#### TEXT FOR ANALYSIS
- - - - -

“The pursuit of happiness lies at the core of human endeavors” – Ban Ki Moon
Universal Tolerance – This year will be the second celebration of the International Day of Happiness laid down by the United Nations General Assembly in the summer of 2012. This day highlights the importance of human well-being in a world dominated by self-interest. The UN recognizes the pursuit of happiness as a fundamental human goal. In order to achieve a high quality of life for all people around the world, there is a strong need for inclusive and equitable economic growth that should continuously diminish poverty and that would ultimately lead to sustainable development. Poverty and great differences in income are key problems that have to be tackled in order to create a happier society. However, economic growth is not the only indicator for a happy community. Peace and security also add to the well-being of people, therefore resolving conflicts should be a priority. Other indicators for a happy society include employment, good education, health (physical and mental), and good human relationships (family and community). Good governance is also a key factor for happiness. Corruption, for example, has a negative effect on the well-being of a country’s inhabitants. Furthermore, an unhappy society is often one of the main reasons for social discontent. Even Martin Luther King Jr. was quick to note that if a “person does not have a job or an income, the person has neither life nor liberty nor the possibility for the pursuit of happiness”. In this regards, there would be social discontent resulting in crime, conflict, and insecurity.
Happiness is related to the quality of life of people. In general, countries with economic growth and fewer conflicts have happier inhabitants. When degree of their well-being is raised, it impacts on their happiness and this factor has many positive advantages. It leads, for example, to a higher life expectancy and a better work performance (higher productivity given motivation, lower level of sickness). It is therefore important for policy makers to make it their priority at any given time to try and identify factors that help raise happiness in their people and people within their territory to ensure rapid growth and development of the state. It is an important contributor to the success of states. The Kingdom of Bhutan initiated this approach to development where not just economic growth is an indicator but also other factors that contribute to a happy society, like health, culture, education, etc.

- - - - -

#### RECORDS PROVIDED
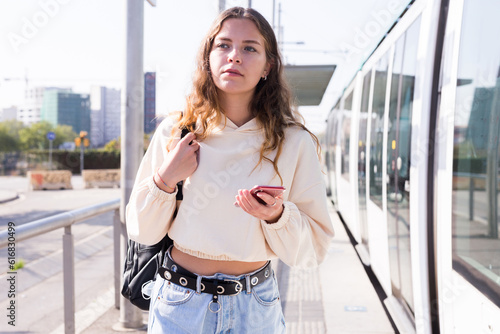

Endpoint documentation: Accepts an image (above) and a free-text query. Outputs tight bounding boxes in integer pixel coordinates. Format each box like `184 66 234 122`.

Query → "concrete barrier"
82 169 120 188
27 170 73 190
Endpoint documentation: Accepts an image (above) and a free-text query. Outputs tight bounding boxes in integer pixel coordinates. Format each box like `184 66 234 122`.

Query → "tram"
323 0 500 333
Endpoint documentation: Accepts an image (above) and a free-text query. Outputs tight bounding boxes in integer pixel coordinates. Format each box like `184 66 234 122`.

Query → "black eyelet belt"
158 256 271 296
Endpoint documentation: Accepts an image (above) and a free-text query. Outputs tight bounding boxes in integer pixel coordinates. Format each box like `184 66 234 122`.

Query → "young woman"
127 8 333 333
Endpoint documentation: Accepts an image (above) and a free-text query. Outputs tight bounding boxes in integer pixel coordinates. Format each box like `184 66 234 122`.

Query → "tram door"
386 19 420 314
358 71 372 252
435 0 500 333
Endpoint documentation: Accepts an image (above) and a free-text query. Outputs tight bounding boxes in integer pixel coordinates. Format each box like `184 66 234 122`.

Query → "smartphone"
250 186 285 204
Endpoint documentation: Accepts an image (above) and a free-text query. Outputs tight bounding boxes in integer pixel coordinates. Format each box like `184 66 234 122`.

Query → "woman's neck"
220 90 254 127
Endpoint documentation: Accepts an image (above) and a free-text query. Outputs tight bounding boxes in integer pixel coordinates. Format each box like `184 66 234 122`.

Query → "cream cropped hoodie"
126 117 334 268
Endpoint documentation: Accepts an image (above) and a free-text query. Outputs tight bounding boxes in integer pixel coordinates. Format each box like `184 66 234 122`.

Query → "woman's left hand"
234 189 283 224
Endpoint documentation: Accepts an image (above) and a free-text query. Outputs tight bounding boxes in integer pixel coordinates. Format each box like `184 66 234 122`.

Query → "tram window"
369 54 389 208
358 71 372 246
387 18 420 311
340 92 352 181
452 0 500 306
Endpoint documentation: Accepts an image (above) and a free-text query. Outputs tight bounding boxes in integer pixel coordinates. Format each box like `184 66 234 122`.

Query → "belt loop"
245 274 252 294
196 276 201 295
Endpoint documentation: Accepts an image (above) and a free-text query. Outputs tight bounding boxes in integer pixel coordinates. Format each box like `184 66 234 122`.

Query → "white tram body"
323 0 500 333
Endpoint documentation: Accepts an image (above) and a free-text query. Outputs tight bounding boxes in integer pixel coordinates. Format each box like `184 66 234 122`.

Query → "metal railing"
0 198 121 334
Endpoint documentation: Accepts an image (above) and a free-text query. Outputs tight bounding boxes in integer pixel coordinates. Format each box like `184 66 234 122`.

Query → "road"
0 176 120 333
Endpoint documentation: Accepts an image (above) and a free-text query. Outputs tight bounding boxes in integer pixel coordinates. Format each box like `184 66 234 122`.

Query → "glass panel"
387 19 420 311
340 92 352 181
370 55 389 209
395 19 420 311
358 71 372 245
452 0 500 306
387 36 404 298
325 102 340 203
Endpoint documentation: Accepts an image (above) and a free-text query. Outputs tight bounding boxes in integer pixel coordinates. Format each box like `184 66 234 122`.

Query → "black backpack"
121 125 189 311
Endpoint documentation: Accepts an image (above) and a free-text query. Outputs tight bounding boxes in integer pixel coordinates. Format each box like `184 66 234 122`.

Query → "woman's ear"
262 62 271 77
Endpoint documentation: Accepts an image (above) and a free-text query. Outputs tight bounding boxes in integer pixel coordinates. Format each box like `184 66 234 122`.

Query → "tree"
19 121 53 150
0 120 24 152
52 124 78 147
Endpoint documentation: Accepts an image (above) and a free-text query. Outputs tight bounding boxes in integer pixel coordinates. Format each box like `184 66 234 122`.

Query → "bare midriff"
171 247 267 276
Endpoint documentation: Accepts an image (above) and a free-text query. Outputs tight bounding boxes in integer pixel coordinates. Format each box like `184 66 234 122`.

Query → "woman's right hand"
154 132 200 193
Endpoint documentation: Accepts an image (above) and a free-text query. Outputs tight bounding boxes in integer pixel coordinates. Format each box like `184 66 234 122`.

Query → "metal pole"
63 225 75 334
113 209 123 309
49 140 52 170
113 0 144 330
80 142 83 176
469 173 475 221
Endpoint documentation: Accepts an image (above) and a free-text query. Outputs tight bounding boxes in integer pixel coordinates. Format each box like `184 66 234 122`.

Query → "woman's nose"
227 50 241 64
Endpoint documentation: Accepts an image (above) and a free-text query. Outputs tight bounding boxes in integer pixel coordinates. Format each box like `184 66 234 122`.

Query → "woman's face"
210 19 270 95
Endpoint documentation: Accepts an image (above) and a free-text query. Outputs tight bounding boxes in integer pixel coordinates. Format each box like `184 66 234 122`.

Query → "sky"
0 0 408 131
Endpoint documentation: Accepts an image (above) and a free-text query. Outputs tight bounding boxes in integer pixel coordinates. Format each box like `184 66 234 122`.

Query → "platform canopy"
285 65 337 106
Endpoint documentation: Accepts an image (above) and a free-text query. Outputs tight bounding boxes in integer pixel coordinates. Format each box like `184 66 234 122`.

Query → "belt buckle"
224 279 243 296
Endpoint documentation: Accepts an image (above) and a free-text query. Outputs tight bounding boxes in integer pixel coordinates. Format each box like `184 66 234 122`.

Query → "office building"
41 89 90 133
90 86 121 147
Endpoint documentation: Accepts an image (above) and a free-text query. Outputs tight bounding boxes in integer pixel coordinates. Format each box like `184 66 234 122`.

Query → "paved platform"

- - - - -

#### PROBLEMS TO SOLVE
A) Summarize the text on the International Day of Happiness in two sentences.
B) Decide whether each statement agrees with the text on the International Day of Happiness, answering yes or no and quoting the words of the text that decide it. (i) The International Day of Happiness was established in the summer of 2012. (ii) Economic growth is the sole indicator of a happy community. (iii) Corruption harms the well-being of a country's inhabitants.
C) Carry on the text on the International Day of Happiness from its final sentence.

#### ANSWERS TO THE EXERCISES
A) The United Nations General Assembly established the International Day of Happiness in 2012, recognizing the pursuit of happiness as a fundamental human goal that depends on inclusive and equitable economic growth to reduce poverty, along with peace, employment, education, health, good relationships and good governance. Because greater well-being leads to a higher life expectancy and better work performance, policy makers should make it a priority to identify factors that raise happiness, an approach to development that the Kingdom of Bhutan initiated.

B)
(i) Yes: "laid down by the United Nations General Assembly in the summer of 2012"
(ii) No: "economic growth is not the only indicator for a happy community"
(iii) Yes: "Corruption, for example, has a negative effect on the well-being of a country’s inhabitants."

C)
To raise awareness on this issue, the International Day of Happiness is promoted through diverse activities worldwide, such as free hugs, flash mobs, and documentary screenings. There has also been a great engagement on social media. You can, for example, share your happy moments on social media with #happinessday.
Happiness should become a global priority and the main goal for policy makers. The subjective well-being of people has to be included in sustainable development goals. The UTO believes that more tolerance towards each other would create a happier world where people live in harmony with each other. Therefore, we encourage more empathy and tolerance at all levels (state, society, and family). Instead of egocentrism and materialism, there has to be more kindness and respect towards each other. Being grateful, caring more about others and having a positive attitude in overall will contribute not only to your own happiness but also to that of others. Small changes in our everyday behavior, like giving smiles to people or giving someone a hand when they need it can show signs of hospitality, recognition, respect and concern and can thus help shape a more positive happy society!